What is asked: Pick out every line in the entries below that contains the string "instance", and copy each one. Matching is case-sensitive.

Material provided:
┄┄┄┄┄┄

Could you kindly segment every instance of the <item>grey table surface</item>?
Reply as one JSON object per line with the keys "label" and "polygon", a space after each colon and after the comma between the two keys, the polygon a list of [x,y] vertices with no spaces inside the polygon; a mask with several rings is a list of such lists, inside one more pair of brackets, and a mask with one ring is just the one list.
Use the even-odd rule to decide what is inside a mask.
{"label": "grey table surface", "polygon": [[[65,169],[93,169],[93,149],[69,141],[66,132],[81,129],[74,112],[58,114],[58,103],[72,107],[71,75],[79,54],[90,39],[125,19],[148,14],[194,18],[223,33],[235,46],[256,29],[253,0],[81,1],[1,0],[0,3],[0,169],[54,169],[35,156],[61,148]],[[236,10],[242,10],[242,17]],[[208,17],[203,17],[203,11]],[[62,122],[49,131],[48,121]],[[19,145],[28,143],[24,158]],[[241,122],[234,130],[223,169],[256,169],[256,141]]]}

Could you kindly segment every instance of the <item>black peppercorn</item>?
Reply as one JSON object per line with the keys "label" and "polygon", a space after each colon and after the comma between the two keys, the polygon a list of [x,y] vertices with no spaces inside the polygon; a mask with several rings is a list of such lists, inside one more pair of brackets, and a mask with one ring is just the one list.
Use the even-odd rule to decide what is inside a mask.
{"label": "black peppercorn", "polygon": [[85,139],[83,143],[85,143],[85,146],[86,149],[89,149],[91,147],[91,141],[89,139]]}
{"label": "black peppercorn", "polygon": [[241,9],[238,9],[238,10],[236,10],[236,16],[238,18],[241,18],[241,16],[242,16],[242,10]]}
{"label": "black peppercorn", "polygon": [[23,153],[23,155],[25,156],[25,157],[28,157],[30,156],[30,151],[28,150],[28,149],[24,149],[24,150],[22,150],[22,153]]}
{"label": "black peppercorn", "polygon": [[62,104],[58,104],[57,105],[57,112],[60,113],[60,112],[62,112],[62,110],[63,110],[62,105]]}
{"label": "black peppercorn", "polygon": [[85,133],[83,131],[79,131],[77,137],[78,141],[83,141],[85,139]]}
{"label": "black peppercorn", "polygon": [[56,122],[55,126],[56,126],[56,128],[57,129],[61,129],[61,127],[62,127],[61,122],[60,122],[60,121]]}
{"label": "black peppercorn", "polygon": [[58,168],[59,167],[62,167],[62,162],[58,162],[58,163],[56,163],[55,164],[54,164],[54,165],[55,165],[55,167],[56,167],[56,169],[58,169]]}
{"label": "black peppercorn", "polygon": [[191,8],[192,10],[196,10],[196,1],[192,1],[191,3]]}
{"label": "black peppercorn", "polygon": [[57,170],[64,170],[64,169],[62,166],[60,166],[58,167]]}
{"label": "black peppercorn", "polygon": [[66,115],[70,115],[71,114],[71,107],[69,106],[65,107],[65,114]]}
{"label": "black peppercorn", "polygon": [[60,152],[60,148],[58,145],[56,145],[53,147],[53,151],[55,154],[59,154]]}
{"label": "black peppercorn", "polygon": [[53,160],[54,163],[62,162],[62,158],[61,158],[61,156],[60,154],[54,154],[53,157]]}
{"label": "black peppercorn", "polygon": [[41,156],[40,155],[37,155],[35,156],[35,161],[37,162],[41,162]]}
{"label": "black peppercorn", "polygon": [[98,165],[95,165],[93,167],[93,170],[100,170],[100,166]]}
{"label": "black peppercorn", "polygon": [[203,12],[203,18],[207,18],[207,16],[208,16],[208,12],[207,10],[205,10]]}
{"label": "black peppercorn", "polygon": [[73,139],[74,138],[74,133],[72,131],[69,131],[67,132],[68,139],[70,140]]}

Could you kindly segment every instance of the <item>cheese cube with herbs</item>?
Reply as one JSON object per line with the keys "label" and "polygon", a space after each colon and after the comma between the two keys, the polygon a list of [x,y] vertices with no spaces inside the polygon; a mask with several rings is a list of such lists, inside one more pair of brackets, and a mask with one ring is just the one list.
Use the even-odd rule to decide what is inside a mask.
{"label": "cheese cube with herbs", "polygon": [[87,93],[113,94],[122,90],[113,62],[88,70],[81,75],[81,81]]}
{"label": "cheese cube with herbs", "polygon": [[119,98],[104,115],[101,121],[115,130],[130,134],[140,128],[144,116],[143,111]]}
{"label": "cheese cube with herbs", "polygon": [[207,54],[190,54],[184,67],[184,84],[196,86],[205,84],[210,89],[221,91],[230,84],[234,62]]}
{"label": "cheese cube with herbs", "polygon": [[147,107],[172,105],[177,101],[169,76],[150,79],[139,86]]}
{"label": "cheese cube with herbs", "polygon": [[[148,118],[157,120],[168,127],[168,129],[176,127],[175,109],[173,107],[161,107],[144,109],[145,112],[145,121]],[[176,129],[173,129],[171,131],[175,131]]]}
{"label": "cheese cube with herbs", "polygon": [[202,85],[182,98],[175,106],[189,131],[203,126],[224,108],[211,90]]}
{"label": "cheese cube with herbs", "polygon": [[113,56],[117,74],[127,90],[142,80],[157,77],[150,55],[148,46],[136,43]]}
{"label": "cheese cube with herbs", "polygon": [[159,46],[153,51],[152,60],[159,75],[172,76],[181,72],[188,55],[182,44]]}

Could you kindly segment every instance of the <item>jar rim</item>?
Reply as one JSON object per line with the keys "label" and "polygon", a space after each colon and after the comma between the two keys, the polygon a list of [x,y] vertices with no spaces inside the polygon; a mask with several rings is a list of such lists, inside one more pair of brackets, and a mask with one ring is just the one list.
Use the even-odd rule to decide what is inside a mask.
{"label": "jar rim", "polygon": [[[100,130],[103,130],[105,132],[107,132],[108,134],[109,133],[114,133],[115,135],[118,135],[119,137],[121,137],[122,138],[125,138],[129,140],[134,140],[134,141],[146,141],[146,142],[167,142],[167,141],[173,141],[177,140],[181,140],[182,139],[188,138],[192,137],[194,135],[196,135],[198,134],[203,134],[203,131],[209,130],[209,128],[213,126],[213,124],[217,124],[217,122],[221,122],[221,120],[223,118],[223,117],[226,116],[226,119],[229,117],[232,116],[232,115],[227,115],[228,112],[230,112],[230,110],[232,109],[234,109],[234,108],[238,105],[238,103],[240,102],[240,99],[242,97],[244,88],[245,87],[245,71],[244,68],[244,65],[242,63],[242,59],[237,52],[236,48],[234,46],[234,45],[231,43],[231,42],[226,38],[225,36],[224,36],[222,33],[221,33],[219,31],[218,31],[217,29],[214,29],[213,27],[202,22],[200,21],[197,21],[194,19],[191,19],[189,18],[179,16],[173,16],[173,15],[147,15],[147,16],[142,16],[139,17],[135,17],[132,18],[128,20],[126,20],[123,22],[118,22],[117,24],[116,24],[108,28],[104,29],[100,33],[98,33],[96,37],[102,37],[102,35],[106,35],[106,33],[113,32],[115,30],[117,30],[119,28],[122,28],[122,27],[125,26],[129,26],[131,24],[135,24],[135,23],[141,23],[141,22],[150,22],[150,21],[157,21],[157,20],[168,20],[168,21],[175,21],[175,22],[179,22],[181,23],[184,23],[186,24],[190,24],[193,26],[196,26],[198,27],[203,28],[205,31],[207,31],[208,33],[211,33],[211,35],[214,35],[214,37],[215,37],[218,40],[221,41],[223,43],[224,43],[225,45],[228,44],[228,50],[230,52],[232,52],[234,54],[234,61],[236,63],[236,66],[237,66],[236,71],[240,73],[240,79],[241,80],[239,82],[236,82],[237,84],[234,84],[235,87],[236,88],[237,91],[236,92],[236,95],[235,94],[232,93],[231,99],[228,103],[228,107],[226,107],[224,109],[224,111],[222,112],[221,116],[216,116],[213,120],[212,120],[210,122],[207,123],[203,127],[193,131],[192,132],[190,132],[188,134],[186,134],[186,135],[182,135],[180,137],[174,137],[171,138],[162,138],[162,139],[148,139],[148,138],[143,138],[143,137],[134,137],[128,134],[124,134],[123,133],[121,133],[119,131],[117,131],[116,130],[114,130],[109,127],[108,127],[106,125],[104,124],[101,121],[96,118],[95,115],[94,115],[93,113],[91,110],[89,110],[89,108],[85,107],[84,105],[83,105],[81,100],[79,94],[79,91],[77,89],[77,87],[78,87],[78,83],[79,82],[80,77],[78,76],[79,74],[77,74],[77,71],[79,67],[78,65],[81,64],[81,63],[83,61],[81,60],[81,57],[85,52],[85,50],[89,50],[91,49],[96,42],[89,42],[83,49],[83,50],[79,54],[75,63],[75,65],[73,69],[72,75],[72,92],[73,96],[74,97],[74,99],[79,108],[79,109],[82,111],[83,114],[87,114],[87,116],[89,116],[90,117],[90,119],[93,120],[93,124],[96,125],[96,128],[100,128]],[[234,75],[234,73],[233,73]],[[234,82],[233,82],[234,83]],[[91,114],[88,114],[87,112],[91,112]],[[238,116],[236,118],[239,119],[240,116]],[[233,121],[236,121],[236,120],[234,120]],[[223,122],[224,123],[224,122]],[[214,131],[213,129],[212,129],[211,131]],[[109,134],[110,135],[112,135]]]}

┄┄┄┄┄┄

Response to the task:
Could you kindly segment every instance of the <item>grey table surface</item>?
Could you kindly segment every instance of the <item>black peppercorn</item>?
Could you kindly segment every instance of the <item>cheese cube with herbs</item>?
Could you kindly segment every instance of the <item>jar rim</item>?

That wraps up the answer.